▶ DATA FOR PROCESSING
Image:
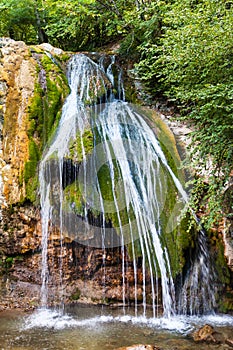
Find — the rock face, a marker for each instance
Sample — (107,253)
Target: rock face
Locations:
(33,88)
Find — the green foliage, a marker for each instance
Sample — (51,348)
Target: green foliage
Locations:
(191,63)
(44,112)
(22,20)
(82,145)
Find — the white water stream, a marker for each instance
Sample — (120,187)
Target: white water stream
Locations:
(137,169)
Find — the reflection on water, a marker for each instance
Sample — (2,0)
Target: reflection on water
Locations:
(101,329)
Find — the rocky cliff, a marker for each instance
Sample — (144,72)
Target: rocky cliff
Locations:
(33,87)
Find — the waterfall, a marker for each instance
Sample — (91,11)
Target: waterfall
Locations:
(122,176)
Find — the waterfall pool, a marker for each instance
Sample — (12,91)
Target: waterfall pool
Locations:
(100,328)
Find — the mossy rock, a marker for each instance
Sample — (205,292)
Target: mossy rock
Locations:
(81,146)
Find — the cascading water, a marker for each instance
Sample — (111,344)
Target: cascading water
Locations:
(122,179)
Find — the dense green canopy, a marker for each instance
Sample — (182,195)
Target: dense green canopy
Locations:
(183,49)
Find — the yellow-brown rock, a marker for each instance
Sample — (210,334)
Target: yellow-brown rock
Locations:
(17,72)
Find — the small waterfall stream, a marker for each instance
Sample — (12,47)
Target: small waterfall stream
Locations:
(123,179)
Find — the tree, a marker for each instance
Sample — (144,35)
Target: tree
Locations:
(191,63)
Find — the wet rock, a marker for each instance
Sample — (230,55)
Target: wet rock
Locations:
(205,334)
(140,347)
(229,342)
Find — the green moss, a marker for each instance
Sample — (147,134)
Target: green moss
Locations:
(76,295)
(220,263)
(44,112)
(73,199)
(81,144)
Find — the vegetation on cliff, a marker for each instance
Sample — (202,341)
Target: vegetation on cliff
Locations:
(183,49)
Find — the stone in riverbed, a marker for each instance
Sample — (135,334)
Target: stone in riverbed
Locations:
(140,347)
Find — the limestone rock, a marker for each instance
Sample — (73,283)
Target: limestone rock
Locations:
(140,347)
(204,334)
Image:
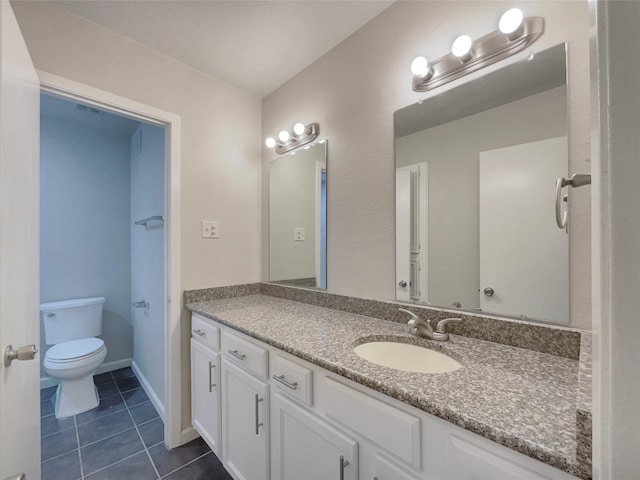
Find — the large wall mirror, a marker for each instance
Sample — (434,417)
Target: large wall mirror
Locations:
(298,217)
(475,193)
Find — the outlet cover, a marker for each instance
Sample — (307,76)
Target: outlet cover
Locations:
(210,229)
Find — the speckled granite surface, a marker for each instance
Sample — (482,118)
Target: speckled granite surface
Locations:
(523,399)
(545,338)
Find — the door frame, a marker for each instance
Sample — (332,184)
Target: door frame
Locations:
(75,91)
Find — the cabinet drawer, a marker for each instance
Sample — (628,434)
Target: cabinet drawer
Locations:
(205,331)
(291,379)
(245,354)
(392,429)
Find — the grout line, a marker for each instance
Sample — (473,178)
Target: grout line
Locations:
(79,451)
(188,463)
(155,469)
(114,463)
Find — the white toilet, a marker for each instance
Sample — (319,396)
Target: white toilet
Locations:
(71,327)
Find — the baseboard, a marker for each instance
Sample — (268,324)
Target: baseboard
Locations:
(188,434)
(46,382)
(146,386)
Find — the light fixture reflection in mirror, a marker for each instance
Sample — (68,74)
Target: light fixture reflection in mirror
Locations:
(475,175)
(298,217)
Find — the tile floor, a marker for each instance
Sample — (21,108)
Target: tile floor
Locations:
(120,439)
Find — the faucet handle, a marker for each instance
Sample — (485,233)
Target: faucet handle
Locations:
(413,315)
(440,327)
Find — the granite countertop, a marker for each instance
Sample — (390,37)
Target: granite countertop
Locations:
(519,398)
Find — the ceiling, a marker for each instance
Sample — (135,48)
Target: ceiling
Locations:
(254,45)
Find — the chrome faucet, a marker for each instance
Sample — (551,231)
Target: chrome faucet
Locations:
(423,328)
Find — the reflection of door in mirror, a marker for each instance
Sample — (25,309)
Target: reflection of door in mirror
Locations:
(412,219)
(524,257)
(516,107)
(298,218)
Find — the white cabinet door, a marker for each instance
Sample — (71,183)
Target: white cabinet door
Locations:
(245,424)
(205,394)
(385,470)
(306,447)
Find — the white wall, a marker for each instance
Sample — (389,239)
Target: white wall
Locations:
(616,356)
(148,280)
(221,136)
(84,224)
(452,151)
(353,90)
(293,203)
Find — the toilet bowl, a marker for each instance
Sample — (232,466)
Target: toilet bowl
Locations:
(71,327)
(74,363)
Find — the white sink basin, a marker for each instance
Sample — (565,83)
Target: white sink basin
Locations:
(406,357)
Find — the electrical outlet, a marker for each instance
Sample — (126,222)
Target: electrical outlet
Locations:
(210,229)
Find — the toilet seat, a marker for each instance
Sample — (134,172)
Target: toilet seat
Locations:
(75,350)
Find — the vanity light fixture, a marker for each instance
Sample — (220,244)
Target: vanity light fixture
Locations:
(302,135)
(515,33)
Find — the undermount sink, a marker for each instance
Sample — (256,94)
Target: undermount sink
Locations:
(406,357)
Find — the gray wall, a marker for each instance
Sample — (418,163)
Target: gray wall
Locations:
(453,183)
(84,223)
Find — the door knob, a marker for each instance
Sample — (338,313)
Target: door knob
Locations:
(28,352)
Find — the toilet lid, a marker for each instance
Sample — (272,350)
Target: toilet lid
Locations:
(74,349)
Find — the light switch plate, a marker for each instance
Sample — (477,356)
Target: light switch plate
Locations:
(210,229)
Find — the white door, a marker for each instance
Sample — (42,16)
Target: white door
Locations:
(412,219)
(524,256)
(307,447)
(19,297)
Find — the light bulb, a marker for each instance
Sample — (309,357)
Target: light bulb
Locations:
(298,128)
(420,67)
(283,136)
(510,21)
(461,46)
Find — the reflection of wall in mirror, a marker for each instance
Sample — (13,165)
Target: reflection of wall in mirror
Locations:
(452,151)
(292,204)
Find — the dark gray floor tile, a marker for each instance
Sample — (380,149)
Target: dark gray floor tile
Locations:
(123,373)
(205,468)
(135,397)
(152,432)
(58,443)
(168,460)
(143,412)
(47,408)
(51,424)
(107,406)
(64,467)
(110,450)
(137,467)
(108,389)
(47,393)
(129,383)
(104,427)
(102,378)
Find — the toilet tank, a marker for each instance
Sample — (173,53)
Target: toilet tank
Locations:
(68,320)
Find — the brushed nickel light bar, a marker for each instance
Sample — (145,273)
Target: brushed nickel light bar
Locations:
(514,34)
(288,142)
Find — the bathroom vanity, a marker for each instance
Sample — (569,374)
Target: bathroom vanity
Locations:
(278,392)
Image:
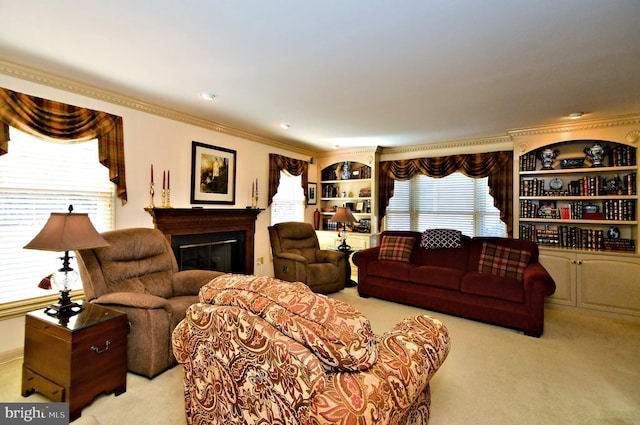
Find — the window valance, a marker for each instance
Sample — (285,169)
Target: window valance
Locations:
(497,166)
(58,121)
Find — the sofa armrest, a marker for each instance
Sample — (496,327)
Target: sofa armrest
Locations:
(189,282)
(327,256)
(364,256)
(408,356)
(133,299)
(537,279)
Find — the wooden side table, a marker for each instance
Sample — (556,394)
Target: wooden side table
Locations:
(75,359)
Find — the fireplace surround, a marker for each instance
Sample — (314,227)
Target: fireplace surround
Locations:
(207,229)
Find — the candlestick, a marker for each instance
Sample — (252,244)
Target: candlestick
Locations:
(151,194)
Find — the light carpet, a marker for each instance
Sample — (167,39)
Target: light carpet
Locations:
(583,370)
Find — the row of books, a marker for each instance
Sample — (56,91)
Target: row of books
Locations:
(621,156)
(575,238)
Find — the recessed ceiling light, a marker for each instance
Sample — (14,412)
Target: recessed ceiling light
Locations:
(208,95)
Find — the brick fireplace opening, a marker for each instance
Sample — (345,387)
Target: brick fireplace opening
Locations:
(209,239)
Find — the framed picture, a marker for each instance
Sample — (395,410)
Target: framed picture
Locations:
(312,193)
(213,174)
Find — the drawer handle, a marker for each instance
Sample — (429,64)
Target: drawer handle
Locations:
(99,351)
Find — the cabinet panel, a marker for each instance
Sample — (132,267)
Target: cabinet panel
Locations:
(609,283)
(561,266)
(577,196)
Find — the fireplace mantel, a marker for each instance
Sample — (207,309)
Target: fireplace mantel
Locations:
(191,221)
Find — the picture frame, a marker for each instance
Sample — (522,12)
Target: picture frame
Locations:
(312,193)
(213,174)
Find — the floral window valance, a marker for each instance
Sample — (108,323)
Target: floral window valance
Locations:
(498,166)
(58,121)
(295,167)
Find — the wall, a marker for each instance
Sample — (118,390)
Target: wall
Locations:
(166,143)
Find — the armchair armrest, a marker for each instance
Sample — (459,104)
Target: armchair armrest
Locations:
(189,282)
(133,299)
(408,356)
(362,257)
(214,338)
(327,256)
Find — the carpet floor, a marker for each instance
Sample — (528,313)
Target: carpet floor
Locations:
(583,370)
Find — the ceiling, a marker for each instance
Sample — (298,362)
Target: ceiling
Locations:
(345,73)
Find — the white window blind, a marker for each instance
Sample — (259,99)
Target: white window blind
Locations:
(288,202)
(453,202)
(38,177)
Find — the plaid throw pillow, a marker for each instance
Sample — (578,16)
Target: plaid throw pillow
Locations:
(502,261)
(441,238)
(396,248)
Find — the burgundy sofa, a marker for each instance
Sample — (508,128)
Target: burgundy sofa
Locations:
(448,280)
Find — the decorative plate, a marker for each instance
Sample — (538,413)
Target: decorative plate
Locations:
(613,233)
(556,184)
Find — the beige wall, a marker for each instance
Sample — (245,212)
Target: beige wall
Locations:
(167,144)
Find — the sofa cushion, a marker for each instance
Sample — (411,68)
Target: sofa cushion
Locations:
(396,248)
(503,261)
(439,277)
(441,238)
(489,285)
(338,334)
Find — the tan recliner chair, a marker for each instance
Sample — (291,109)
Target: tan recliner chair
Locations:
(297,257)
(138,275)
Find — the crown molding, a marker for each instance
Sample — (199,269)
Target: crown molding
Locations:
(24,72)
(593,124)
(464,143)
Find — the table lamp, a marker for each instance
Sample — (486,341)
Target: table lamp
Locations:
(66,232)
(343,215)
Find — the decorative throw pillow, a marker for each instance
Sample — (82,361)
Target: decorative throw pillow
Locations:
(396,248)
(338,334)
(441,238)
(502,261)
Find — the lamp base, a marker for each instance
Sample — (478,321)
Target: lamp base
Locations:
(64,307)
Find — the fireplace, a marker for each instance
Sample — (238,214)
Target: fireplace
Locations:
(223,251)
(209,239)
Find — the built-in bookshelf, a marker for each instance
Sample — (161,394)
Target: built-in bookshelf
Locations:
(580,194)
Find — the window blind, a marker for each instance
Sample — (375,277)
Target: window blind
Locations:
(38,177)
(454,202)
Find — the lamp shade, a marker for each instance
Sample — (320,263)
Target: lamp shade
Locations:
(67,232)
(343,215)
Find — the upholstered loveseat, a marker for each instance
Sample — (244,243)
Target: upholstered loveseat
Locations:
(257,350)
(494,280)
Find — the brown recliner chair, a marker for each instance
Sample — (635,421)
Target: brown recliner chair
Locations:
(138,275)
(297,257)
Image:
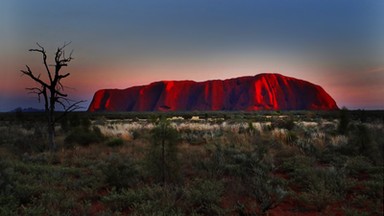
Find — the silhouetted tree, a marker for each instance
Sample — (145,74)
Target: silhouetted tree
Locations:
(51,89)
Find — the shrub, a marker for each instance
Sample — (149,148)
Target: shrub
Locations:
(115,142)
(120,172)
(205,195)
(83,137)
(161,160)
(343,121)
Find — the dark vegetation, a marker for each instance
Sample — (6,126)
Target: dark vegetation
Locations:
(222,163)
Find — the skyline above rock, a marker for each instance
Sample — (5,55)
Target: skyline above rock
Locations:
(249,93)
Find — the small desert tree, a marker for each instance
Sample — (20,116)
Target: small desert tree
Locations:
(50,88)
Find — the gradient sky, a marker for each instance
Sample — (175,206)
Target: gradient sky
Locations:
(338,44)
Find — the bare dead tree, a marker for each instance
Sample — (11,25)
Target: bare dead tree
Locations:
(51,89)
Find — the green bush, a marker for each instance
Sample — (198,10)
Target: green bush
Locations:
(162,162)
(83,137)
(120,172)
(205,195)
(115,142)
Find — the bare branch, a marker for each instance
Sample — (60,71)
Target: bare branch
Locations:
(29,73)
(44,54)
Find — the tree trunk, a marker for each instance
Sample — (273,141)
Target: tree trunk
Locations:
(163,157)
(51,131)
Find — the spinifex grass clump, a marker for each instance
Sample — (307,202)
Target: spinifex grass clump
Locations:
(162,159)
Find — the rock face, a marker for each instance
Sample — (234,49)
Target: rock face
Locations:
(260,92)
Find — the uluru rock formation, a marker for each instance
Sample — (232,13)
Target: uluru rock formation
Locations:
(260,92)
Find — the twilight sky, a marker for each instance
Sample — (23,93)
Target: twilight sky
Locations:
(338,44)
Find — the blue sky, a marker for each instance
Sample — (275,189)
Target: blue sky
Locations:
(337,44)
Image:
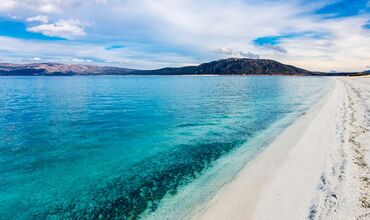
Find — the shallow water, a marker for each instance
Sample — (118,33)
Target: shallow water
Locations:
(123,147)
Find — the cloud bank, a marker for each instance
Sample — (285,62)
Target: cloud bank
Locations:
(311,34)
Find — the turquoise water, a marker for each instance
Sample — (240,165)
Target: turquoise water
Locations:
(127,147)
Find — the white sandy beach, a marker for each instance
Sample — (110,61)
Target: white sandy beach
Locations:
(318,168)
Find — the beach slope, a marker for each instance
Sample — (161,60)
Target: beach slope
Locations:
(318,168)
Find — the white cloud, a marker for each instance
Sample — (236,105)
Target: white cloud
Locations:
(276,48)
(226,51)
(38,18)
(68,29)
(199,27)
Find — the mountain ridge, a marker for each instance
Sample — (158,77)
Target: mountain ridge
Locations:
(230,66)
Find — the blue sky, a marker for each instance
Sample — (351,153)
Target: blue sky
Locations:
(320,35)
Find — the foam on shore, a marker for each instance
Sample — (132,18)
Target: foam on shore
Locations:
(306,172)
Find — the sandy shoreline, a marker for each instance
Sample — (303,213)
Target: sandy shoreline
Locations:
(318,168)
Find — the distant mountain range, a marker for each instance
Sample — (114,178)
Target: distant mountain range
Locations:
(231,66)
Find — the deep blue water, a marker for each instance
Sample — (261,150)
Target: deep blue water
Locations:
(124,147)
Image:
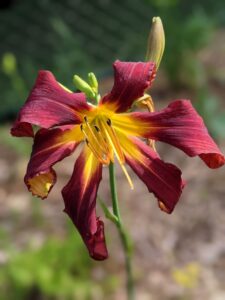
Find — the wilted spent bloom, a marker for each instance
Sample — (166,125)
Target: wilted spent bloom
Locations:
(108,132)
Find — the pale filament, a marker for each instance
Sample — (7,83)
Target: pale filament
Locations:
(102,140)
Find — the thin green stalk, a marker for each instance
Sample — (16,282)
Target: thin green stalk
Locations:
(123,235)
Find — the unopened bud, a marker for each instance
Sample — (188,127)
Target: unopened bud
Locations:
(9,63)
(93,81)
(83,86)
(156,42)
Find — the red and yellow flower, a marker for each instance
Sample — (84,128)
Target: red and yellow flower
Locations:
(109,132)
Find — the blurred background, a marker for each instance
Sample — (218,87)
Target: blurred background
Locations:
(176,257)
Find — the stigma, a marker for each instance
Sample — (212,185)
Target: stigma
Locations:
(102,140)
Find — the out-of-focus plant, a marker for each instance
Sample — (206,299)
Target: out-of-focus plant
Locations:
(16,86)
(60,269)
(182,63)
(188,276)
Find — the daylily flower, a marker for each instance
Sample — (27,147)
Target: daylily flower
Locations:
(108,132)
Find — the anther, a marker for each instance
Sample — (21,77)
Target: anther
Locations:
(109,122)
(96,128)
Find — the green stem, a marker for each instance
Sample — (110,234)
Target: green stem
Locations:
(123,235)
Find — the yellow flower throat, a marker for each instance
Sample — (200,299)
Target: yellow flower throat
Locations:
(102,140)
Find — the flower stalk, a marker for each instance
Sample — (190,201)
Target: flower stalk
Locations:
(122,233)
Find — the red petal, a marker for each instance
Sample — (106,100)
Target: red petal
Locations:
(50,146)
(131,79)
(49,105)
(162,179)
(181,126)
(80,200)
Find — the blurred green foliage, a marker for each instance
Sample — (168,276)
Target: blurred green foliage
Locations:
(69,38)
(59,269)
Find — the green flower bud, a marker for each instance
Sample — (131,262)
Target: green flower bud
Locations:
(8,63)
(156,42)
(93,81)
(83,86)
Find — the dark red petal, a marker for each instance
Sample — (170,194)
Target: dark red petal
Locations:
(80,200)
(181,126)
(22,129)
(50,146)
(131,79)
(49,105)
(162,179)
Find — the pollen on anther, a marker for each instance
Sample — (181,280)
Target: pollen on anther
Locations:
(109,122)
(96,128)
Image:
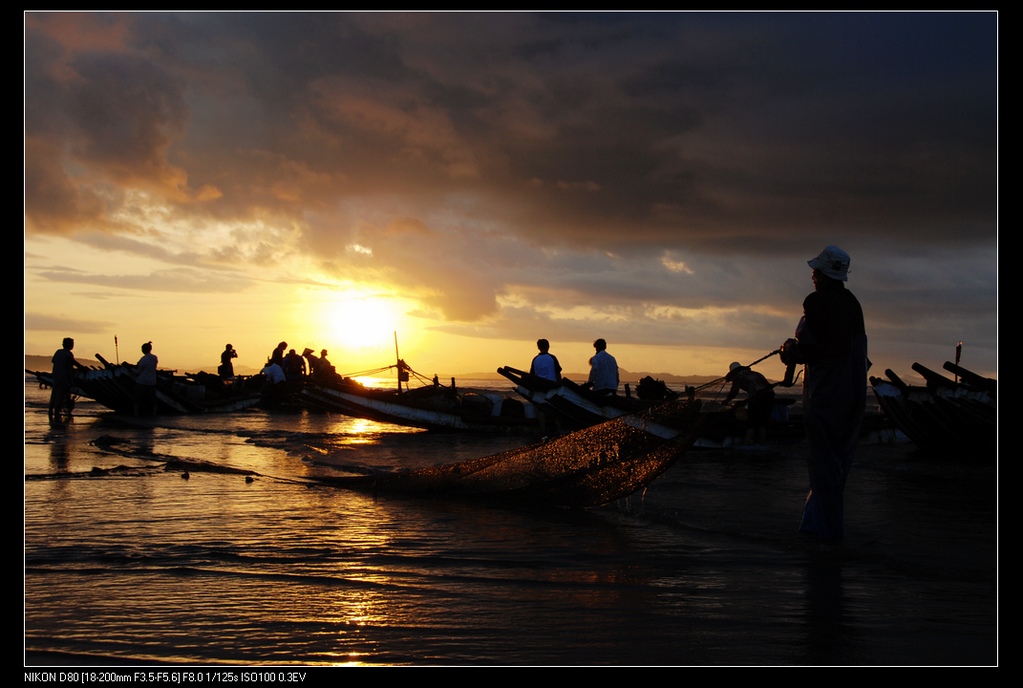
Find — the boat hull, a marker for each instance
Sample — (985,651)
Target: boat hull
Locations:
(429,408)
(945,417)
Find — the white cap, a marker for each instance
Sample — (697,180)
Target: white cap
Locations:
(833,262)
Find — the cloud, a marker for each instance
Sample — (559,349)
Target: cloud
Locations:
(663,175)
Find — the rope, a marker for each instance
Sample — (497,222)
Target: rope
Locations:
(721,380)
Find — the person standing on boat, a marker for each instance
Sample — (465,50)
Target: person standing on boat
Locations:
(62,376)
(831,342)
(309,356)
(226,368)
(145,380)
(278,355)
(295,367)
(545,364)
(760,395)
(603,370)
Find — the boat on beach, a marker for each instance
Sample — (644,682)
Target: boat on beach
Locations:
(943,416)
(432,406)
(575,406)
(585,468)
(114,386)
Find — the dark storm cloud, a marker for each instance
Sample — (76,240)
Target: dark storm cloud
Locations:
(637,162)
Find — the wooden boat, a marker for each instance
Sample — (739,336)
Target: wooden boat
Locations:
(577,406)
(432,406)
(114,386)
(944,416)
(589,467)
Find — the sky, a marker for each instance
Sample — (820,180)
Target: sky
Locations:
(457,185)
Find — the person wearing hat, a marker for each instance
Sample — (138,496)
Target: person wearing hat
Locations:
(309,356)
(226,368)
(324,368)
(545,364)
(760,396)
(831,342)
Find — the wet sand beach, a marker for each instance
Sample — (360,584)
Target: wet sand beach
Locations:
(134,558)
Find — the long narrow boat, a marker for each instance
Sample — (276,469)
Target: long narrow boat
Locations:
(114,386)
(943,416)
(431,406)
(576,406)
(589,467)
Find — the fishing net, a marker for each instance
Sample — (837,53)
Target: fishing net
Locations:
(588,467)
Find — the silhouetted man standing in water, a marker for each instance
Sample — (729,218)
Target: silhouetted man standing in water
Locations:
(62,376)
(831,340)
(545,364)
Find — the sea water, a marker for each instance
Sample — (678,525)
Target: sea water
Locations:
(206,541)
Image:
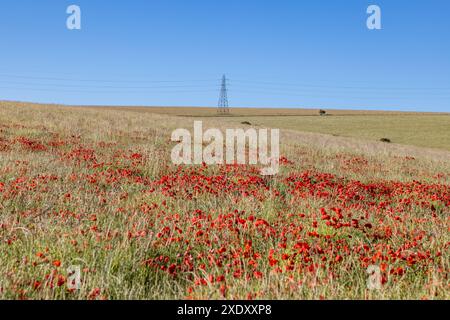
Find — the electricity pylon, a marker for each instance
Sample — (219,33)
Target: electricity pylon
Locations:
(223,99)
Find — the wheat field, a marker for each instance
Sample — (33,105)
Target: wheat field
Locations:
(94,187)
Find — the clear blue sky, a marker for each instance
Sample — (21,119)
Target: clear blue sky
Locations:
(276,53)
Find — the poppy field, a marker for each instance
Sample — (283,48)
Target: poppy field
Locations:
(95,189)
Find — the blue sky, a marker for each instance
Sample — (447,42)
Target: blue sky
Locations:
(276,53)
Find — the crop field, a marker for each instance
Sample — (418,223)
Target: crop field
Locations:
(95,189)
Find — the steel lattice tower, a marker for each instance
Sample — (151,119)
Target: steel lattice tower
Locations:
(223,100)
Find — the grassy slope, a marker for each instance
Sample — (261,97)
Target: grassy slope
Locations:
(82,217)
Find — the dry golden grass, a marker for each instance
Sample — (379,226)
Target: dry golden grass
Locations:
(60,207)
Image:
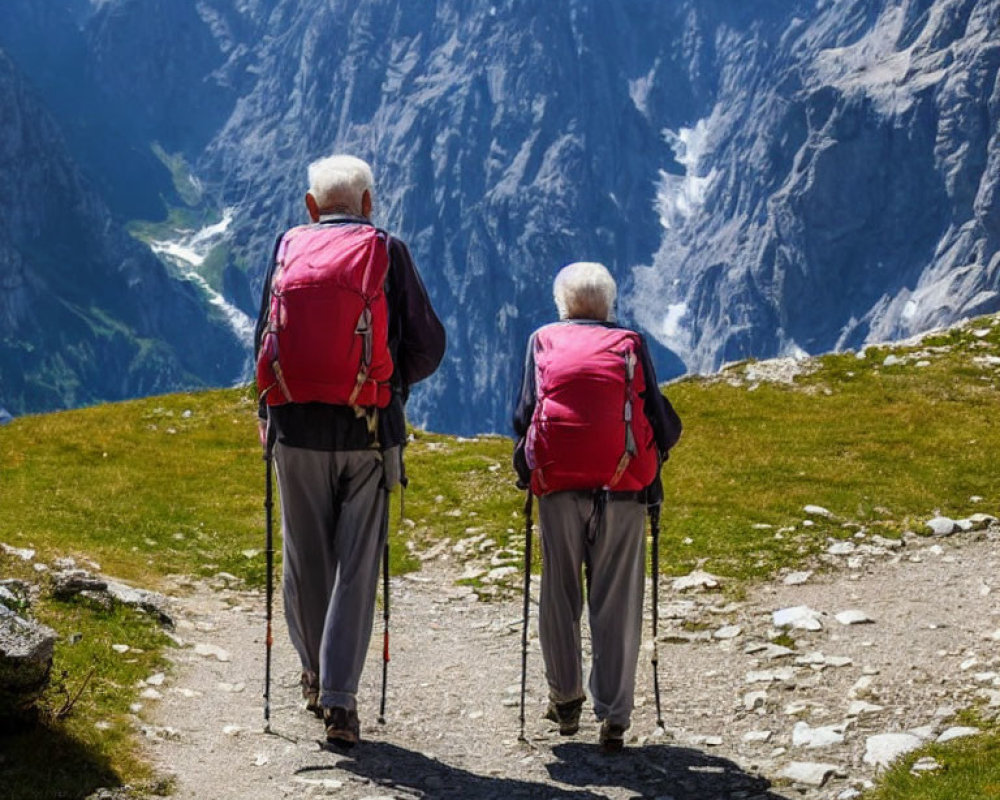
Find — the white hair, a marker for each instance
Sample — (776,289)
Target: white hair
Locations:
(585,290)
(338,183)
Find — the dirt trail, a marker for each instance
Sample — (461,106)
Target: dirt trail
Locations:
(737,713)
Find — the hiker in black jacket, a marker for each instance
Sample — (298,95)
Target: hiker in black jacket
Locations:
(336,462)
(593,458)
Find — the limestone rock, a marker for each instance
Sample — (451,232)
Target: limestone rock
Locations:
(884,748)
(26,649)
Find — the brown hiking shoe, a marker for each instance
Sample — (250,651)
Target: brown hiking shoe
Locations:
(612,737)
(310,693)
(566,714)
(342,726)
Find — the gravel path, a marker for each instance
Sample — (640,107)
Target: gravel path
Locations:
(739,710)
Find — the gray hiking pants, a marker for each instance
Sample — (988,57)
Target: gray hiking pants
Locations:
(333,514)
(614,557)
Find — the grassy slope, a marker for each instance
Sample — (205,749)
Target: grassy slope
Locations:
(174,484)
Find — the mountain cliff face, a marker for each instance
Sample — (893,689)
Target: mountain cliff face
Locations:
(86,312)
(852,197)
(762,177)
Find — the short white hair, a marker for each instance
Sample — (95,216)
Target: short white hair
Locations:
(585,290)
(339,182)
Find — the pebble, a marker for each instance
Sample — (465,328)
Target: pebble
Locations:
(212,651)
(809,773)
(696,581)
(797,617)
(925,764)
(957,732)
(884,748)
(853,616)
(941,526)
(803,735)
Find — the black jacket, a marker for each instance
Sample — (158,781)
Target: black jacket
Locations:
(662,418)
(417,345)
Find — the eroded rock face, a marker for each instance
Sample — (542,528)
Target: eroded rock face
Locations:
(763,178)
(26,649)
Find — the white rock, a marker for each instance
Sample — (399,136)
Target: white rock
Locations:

▶ EXERCISE
Look back at the entries above. Retype the line with "Target: recessed ceiling light", the line with "Find — the floral", and all lines in between.

▶ RESULT OF THE TASK
Target: recessed ceiling light
Locations:
(208,95)
Find — the brick fireplace opening, a marker for each instance
Sample — (345,387)
Target: brick fireplace opening
Locations:
(209,239)
Find — the framed picture, a marker for each instance
Sample — (395,410)
Target: framed picture
Locations:
(312,193)
(213,174)
Find — the drawer handle, a marker for each instance
Sample — (429,64)
Target: drawer handle
Locations:
(99,351)
Find — the cabinet panel, a marker for each instance
Sample — (132,267)
Target: cabinet panel
Locations:
(609,283)
(561,266)
(577,196)
Find — the fireplace mantel, a marker for each instance
Sample — (207,309)
Target: fireplace mantel
Locations:
(191,221)
Find — the picture frame, a marker for each instance
Sample — (522,12)
Target: picture frame
Locations:
(312,193)
(213,174)
Find — the floral window valance, a marker for each instance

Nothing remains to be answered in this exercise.